Brief -> Lines from the one containing "--target=stacked log pile" through the last line of the data below are to be returned exactly; leave out the rest.

*** Material to process ***

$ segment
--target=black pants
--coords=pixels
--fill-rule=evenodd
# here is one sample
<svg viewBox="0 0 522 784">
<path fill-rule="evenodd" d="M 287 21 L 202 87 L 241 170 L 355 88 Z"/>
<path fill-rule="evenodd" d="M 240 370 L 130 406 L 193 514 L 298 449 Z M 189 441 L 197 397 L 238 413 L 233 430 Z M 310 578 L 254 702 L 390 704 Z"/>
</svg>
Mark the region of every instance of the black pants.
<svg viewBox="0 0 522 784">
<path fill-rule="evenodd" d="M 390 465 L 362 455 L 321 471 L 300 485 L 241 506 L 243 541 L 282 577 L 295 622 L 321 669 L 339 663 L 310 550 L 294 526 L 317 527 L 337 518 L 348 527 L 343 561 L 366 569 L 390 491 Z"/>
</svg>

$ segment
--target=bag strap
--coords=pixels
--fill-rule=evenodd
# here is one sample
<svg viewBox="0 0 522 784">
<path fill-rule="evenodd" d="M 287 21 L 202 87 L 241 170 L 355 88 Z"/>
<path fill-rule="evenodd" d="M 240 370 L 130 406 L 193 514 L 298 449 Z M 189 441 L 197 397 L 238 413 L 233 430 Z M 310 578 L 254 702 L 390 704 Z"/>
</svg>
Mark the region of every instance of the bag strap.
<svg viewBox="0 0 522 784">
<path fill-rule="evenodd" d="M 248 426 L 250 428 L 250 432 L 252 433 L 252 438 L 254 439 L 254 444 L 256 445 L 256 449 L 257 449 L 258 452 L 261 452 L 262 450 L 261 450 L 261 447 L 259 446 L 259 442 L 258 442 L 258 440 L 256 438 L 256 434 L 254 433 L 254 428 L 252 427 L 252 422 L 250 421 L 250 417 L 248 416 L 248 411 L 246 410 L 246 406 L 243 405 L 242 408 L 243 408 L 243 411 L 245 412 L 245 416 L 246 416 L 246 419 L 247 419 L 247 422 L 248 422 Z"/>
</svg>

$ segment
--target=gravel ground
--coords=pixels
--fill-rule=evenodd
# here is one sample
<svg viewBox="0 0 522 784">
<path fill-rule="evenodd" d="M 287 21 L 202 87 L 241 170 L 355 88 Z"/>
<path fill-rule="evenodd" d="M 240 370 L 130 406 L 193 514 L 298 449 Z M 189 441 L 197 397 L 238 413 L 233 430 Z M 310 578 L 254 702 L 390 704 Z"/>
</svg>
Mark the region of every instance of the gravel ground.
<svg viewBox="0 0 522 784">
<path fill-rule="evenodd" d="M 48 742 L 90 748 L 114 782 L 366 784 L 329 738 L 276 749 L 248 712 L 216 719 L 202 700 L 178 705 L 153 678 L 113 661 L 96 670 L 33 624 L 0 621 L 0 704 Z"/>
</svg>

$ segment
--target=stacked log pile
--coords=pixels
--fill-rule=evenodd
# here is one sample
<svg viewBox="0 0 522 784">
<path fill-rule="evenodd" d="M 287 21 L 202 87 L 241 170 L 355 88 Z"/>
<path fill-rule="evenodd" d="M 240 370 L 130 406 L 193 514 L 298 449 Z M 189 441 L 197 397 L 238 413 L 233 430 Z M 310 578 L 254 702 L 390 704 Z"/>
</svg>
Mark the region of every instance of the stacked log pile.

*** End of Material to process ***

Solution ->
--target=stacked log pile
--coords=pixels
--fill-rule=evenodd
# here is one sample
<svg viewBox="0 0 522 784">
<path fill-rule="evenodd" d="M 287 21 L 202 87 L 241 170 L 355 88 Z"/>
<path fill-rule="evenodd" d="M 240 370 L 130 406 L 193 514 L 298 449 Z M 189 441 L 197 397 L 238 413 L 233 430 Z M 310 578 L 254 702 L 390 704 Z"/>
</svg>
Mark the region of every instance of the stacked log pile.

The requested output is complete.